Si des députés croient que cette disposition du Règlement devrait trouver application, je les incite à faire valoir leurs arguments le plus tôt possible dans le processus, surtout qu’il est presque impossible de prévoir combien de temps peuvent durer les débats à une étape donnée. Si les députés manifestent leur opposition trop tard dans le processus, la présidence pourrait n’avoir d’autre choix que de soumettre le projet de loi à une seule mise aux voix à l’étape de la deuxième lecture ou à l’étape de la troisième lecture, selon le cas.
Si la présidence devait conclure que la disposition du Règlement s’applique et que les questions devraient être divisées aux fins du vote, j’indiquerais à la Chambre quels éléments seraient regroupés pour la mise aux voix. Comme je l’ai mentionné précédemment, les mesures législatives sont souvent complexes et il n’est pas toujours facile de procéder à de telles divisions. C’est d’autant plus le cas lorsqu’un projet de loi contient des dispositions de coordination et des modifications corrélatives ou encore des dispositions d’entrée en vigueur, qui ont des conséquences sur les divers articles du projet de loi. Les députés sont invités à préciser, lorsqu’ils présentent leurs arguments en faveur de la division de questions, comment ils regrouperaient les dispositions.
Dans le cas où, à l’étape de la deuxième lecture, la Chambre rejetterait certaines dispositions d’un projet de loi mais en adopterait d’autres, seules les portions adoptées seraient renvoyées au comité. Si cela arrivait, j’ordonnerais que le projet de loi soit réimprimé aux fins de l’examen par le Comité. Selon nos pratiques, les projets de loi ne sont réimprimés que sur l’ordre d’un comité après l’adoption d’amendements ou l’adoption du projet de loi à l’étape de la troisième lecture. Je crois toutefois que, si une partie d’un projet de loi était rejetée par la Chambre à l’étape de la deuxième lecture, il serait utile pour le comité de disposer d’une nouvelle version du projet de loi afin qu’il n’y ait aucun doute quant aux dispositions visées par l’ordre de renvoi.
Dans le cas qui nous occupe, après examen du projet de loi C-56, je conclus que celui-ci contient en effet deux mesures distinctes. La première partie modifie la Loi sur le système correctionnel et la mise en liberté sous condition afin de mettre en œuvre un nouveau régime concernant l’isolement préventif des détenus. La seconde partie, constituée principalement de l’article 10 du projet de loi, modifie la Loi sur l’abolition de la libération anticipée des criminels, qui porte sur l’admissibilité de certains délinquants à une procédure d’examen expéditif.

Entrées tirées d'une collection
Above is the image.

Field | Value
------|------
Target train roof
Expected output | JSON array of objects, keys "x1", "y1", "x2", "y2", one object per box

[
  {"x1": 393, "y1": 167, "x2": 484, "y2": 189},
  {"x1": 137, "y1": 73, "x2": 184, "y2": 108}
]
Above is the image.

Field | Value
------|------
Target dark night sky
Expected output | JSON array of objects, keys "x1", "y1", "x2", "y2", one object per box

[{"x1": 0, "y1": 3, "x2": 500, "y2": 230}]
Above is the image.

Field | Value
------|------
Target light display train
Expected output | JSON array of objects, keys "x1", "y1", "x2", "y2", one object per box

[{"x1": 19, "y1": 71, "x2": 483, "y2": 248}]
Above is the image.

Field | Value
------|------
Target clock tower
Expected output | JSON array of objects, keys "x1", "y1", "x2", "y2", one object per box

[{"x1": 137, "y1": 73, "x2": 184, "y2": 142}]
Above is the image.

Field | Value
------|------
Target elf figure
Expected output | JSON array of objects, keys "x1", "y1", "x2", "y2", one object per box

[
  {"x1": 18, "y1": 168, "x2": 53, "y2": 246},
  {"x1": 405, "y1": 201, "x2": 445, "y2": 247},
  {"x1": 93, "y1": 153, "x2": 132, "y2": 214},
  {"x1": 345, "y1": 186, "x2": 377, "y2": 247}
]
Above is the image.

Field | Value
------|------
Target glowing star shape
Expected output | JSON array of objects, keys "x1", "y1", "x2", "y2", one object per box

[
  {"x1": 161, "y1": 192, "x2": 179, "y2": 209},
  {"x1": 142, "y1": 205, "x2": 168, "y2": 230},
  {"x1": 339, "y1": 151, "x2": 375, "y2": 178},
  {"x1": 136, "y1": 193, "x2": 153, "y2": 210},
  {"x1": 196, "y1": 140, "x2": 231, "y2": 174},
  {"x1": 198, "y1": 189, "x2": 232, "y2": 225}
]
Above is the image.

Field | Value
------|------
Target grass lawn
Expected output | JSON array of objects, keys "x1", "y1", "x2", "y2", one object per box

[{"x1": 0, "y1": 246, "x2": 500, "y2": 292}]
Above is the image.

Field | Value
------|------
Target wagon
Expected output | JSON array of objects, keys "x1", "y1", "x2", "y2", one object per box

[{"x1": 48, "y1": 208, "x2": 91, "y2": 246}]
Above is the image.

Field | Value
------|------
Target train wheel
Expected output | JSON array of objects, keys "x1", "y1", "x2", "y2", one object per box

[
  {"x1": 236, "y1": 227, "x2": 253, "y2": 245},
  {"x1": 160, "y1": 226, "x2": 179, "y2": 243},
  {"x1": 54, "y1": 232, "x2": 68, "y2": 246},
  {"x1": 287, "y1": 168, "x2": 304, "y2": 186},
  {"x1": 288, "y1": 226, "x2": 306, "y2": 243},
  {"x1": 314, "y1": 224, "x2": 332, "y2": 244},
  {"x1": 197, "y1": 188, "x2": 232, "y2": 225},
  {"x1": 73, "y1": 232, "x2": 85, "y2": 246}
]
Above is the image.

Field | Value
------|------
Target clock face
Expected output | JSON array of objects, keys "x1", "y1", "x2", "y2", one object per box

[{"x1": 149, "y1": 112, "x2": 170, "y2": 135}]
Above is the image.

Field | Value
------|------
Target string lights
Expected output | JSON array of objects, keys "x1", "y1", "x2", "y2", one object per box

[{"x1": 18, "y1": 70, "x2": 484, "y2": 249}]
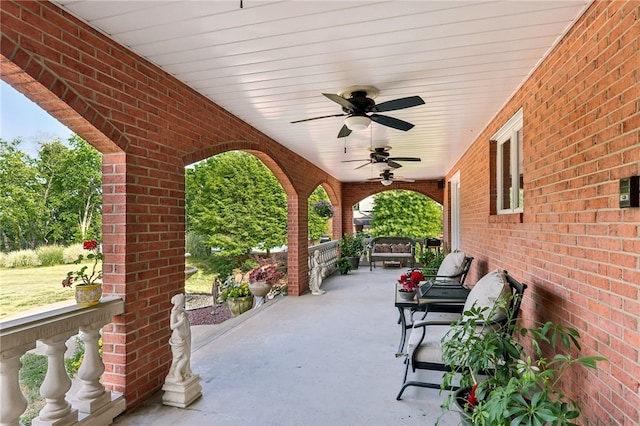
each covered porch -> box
[0,1,640,425]
[114,266,459,426]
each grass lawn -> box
[0,259,215,320]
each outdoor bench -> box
[369,237,416,270]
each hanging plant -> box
[311,200,333,219]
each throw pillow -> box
[463,269,511,320]
[437,251,464,282]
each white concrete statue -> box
[167,294,191,382]
[309,250,329,296]
[162,294,202,408]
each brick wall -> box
[445,1,640,425]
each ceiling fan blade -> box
[369,114,414,132]
[323,93,356,112]
[338,124,351,138]
[371,96,424,112]
[291,114,347,124]
[387,157,422,161]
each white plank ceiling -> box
[54,0,591,182]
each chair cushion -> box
[391,244,411,253]
[407,312,460,363]
[437,251,464,282]
[464,269,511,320]
[373,244,391,253]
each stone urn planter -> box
[227,296,253,317]
[249,281,272,297]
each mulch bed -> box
[187,303,231,325]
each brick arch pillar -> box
[102,153,185,406]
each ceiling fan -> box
[291,86,424,138]
[343,146,421,170]
[367,169,415,186]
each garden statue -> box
[162,294,202,408]
[309,250,329,296]
[167,294,191,382]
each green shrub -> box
[62,243,87,264]
[240,259,260,272]
[5,250,40,268]
[186,232,209,257]
[36,245,64,266]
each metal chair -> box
[396,270,527,400]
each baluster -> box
[0,351,27,426]
[72,323,111,414]
[31,333,78,426]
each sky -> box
[0,80,73,157]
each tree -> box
[0,135,102,251]
[0,138,44,251]
[186,151,287,256]
[37,135,102,243]
[371,190,442,238]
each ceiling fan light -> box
[371,161,389,170]
[344,115,371,130]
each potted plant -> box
[339,232,364,269]
[249,265,281,297]
[419,250,449,275]
[441,307,606,425]
[336,257,352,275]
[220,275,253,317]
[62,240,104,306]
[398,270,424,300]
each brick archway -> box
[0,2,341,408]
[342,180,444,238]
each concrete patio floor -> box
[115,265,459,426]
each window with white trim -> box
[491,109,524,214]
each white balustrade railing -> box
[0,297,126,426]
[309,241,338,294]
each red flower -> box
[411,271,424,284]
[467,383,478,407]
[62,277,73,287]
[82,240,98,250]
[398,271,424,291]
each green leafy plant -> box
[312,200,333,219]
[441,304,606,425]
[339,232,364,257]
[419,250,449,275]
[62,240,104,287]
[336,257,352,275]
[249,265,282,284]
[218,275,251,302]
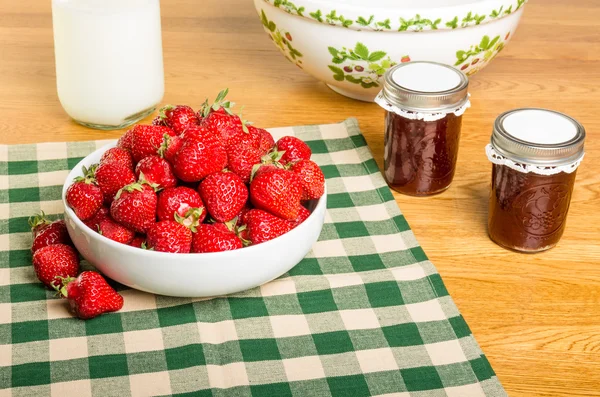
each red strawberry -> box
[65,165,104,221]
[131,124,177,163]
[250,167,302,220]
[173,129,227,182]
[246,209,293,244]
[29,211,52,237]
[291,206,310,228]
[117,128,133,151]
[29,212,71,253]
[135,155,177,189]
[83,207,110,231]
[198,172,248,222]
[192,223,244,252]
[33,244,79,287]
[59,271,123,320]
[146,221,192,253]
[159,105,199,134]
[94,163,135,205]
[276,136,312,164]
[248,125,275,154]
[202,110,248,147]
[129,234,146,248]
[110,183,157,233]
[200,89,250,147]
[158,134,183,163]
[100,147,133,170]
[98,217,135,244]
[236,203,252,227]
[227,142,263,183]
[290,160,325,200]
[156,186,206,227]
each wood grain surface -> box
[0,0,600,396]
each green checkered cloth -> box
[0,119,506,397]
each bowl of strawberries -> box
[63,90,327,297]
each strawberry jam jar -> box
[375,62,470,196]
[486,109,585,252]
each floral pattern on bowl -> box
[263,0,528,32]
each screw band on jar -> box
[375,62,470,196]
[490,108,585,172]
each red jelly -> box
[384,112,462,196]
[376,62,469,196]
[486,109,585,252]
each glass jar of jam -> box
[375,62,470,196]
[486,109,585,252]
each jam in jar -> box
[486,109,585,252]
[376,62,469,196]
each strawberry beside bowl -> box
[62,143,327,297]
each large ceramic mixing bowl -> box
[254,0,527,101]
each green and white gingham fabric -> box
[0,119,506,397]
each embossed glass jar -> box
[486,109,585,252]
[375,62,470,196]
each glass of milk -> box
[52,0,164,130]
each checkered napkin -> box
[0,119,506,397]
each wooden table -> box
[0,0,600,396]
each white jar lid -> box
[491,108,585,167]
[382,61,469,113]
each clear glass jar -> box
[52,0,164,129]
[375,62,470,196]
[486,109,585,252]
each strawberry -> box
[135,155,177,189]
[83,207,110,231]
[198,171,248,222]
[100,147,133,170]
[117,128,133,152]
[33,244,79,287]
[246,209,293,244]
[159,105,199,134]
[275,136,312,164]
[173,129,227,182]
[29,211,52,237]
[94,162,135,205]
[98,217,135,244]
[250,167,302,220]
[248,125,275,154]
[202,109,249,147]
[227,142,263,183]
[291,206,310,228]
[192,223,244,252]
[131,124,177,163]
[156,186,206,223]
[158,134,183,163]
[200,89,250,147]
[146,221,192,253]
[150,115,167,127]
[235,203,252,227]
[29,212,71,253]
[65,165,104,221]
[129,234,146,248]
[290,160,325,201]
[57,271,123,320]
[110,182,157,233]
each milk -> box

* [Liste des tâches]
a - Résumez en deux phrases le texte sur la division des questions.
b - D'après le texte sur la division des questions, pourquoi la présidence ordonnerait-elle la réimpression d'un projet de loi dont une partie aurait été rejetée en deuxième lecture ? Répondez en une ou deux phrases.
c - Veuillez poursuivre le texte sur la division des questions après sa dernière phrase.

* [Réponses]
a - Le texte invite les députés qui souhaitent que les questions d'un projet de loi soient divisées aux fins du vote à faire valoir leurs arguments tôt et à préciser comment ils regrouperaient les dispositions. Il précise que, si la Chambre rejetait une partie d'un projet de loi en deuxième lecture, seules les portions adoptées iraient au comité dans une version réimprimée, puis conclut que le projet de loi C-56 contient deux mesures distinctes, l'une sur l'isolement préventif des détenus et l'autre sur l'admissibilité de certains délinquants à une procédure d'examen expéditif.

b - La présidence juge utile que le comité dispose d'une nouvelle version du projet de loi, puisque seules les portions adoptées lui seraient renvoyées. Cette version éviterait tout doute quant aux dispositions visées par l'ordre de renvoi.

c -
Il est à noter que Loi sur l’abolition de la libération anticipée des criminels est le titre abrégé de la Loi modifiant la Loi sur le système correctionnel et la mise en liberté sous condition (procédure d’examen expéditif) et apportant des modifications corrélatives à d’autres lois. Cette loi a été édictée en 2011 et abolissait la procédure d’examen expéditif prévue par les articles 125 à 126.1 de la Loi sur le système correctionnel et la mise en liberté sous condition. Le projet de loi C-56 a pour effet de modifier les dispositions transitoires de la Loi sur l’abolition de la libération anticipée des criminels afin que les délinquants condamnés après la prise d’effet de cette loi en 2011 pour une infraction commise avant cette date puissent être admissibles à la procédure prévue sous le régime antérieur.
L’honorable leader de l’opposition à la Chambre a soutenu que, en l’espèce, les deux initiatives n’ont rien en commun et qu’il est fort possible que des députés soutiennent la première, mais s’opposent à la seconde. Les députés savent pertinemment qu’il arrive souvent que des projets de loi contiennent diverses initiatives sur plusieurs sujets, auquel cas les députés peuvent souhaiter donner leur appui à certaines et s’opposer aux autres.
Le processus d’amendement donne aux députés l’occasion de proposer des changements, y compris supprimer les dispositions d’un projet de loi auxquelles ils s’opposent. La question que doit trancher la présidence, lorsqu’il s’agit d’appliquer l’article 69.1 du Règlement, est donc de savoir si les sujets ont si peu en commun qu’il est justifié de les mettre aux voix séparément aux étapes de la deuxième et de la troisième lecture.
À première vue, il peut sembler que les dispositions figurant à l’article 10 du projet de loi C-56 n’ont rien en commun avec le reste du projet de loi. Cependant, la procédure d’examen accélérée visée à cet article, comme je l’ai mentionné précédemment, était en fait établie par les articles 125 à 126.1 de la Loi sur le système correctionnel et la mise en liberté sous condition, la même loi que modifient les autres dispositions du projet de loi.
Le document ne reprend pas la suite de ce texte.